**Goal of the exercise:** Write out the lines from the line containing "the white bed" through the final line of the listing below, exactly, omitting every other line.

[Coordinate labeling data]
::::
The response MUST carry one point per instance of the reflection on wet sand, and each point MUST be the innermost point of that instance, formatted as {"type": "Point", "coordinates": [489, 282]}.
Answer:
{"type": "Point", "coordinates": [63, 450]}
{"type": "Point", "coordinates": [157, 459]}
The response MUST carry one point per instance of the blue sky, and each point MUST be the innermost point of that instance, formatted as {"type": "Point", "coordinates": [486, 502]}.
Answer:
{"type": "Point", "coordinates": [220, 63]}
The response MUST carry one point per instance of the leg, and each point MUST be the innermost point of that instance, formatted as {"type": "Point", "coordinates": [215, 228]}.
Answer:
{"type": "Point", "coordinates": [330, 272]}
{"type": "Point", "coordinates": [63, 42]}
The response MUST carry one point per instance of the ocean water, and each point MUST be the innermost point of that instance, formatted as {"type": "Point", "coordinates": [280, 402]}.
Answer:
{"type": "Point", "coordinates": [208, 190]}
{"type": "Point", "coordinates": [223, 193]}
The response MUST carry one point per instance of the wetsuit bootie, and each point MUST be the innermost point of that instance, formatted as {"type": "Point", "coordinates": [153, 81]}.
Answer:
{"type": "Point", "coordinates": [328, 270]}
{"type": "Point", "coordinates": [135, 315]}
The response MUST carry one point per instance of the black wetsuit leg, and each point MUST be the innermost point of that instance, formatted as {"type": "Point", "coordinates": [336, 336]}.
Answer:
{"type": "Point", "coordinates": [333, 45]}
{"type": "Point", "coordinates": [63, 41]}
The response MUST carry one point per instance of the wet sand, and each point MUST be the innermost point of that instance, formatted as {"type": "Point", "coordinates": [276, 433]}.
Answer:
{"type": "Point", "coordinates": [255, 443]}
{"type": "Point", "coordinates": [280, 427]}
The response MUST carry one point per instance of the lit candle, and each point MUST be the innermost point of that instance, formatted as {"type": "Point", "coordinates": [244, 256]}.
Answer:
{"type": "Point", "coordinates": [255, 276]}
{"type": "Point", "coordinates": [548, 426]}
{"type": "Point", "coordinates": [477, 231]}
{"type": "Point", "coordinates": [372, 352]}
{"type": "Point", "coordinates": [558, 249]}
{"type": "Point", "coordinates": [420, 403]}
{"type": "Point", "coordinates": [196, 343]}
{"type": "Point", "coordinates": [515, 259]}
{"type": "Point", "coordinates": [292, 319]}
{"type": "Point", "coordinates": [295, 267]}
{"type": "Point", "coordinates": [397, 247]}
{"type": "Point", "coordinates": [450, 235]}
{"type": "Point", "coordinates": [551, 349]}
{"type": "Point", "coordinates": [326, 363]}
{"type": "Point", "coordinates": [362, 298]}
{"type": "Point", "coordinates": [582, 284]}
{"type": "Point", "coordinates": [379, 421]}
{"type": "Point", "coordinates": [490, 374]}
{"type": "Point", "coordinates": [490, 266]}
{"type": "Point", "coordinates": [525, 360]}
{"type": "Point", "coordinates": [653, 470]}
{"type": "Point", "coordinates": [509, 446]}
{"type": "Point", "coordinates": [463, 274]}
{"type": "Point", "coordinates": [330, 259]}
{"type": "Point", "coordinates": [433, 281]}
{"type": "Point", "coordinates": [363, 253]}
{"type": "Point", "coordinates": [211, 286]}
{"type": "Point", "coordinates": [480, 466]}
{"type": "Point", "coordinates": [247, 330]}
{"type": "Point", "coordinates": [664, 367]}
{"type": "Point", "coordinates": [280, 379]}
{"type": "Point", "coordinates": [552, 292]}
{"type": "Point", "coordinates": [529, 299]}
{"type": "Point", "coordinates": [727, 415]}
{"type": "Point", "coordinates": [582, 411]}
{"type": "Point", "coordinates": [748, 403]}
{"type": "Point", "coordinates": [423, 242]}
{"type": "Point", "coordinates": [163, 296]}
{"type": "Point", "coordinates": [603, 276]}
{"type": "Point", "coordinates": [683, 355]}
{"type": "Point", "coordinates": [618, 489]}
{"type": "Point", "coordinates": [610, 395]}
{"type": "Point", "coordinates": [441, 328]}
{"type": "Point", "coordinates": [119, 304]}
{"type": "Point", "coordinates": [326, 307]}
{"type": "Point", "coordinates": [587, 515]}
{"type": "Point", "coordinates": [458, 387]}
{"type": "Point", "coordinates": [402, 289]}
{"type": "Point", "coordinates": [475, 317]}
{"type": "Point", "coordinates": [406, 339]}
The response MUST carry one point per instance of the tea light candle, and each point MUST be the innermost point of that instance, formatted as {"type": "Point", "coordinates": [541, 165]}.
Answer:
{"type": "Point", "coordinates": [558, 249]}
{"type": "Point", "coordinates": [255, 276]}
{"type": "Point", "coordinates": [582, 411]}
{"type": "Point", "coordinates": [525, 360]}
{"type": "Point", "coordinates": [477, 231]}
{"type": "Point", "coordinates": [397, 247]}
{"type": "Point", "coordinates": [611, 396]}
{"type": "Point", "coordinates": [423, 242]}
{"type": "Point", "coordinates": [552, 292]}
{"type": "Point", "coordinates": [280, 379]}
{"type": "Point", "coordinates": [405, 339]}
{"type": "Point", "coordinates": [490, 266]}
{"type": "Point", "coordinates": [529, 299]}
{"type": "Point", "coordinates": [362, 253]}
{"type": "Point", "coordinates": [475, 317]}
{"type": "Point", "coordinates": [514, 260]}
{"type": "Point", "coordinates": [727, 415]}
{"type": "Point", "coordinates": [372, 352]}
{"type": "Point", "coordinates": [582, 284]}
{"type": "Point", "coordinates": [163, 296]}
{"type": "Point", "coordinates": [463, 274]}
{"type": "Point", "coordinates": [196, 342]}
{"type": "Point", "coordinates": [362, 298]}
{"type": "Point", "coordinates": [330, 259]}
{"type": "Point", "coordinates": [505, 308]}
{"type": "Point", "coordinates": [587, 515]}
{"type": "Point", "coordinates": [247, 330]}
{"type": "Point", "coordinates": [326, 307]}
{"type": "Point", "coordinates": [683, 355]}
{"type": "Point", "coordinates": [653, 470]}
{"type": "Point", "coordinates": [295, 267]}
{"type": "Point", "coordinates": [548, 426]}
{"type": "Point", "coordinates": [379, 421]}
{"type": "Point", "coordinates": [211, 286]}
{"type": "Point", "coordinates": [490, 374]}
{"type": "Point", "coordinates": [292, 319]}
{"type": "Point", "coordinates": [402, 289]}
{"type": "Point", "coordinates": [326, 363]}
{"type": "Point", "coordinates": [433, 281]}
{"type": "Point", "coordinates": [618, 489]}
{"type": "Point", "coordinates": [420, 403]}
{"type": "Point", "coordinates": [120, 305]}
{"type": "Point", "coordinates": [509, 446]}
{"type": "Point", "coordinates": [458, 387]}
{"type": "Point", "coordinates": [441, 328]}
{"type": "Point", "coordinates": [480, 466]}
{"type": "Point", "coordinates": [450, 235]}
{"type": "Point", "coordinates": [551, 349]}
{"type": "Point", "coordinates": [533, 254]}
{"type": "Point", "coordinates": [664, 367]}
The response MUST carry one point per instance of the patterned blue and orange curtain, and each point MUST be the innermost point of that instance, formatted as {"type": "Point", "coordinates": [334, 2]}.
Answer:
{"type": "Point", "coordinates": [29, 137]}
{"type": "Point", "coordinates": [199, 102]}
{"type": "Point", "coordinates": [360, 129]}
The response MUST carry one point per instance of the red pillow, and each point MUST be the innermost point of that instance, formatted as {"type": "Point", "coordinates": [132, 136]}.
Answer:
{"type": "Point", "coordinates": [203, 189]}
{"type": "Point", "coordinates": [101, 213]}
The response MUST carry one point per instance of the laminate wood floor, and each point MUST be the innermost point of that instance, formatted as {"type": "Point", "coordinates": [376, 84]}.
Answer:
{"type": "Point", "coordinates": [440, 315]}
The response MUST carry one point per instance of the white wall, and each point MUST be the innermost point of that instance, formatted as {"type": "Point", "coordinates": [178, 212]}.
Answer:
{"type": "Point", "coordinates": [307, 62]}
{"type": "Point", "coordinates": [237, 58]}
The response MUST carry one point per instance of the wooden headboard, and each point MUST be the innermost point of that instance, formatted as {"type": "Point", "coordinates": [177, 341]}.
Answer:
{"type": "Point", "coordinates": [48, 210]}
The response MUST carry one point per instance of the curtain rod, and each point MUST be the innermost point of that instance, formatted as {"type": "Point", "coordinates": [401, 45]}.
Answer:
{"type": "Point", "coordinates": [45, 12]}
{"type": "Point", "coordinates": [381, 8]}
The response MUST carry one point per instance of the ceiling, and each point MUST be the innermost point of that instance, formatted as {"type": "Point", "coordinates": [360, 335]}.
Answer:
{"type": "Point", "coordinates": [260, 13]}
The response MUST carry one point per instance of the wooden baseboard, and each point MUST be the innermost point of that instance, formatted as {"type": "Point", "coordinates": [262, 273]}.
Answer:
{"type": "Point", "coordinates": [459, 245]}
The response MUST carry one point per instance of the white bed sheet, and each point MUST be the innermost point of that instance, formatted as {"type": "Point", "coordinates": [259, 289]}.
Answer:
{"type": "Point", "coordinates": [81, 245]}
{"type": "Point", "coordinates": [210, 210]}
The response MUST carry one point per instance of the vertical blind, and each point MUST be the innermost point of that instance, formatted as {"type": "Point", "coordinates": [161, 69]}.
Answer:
::::
**Response to the exercise:**
The response MUST carry one point per instance of the white bed sheet, and each point MUST be the innermost point of that instance, formatted as {"type": "Point", "coordinates": [259, 289]}.
Answer:
{"type": "Point", "coordinates": [81, 245]}
{"type": "Point", "coordinates": [210, 210]}
The response MUST carry one point per instance of the vertical blind, and each point MUST be the innermost point of that instance, formatted as {"type": "Point", "coordinates": [161, 69]}.
Answer:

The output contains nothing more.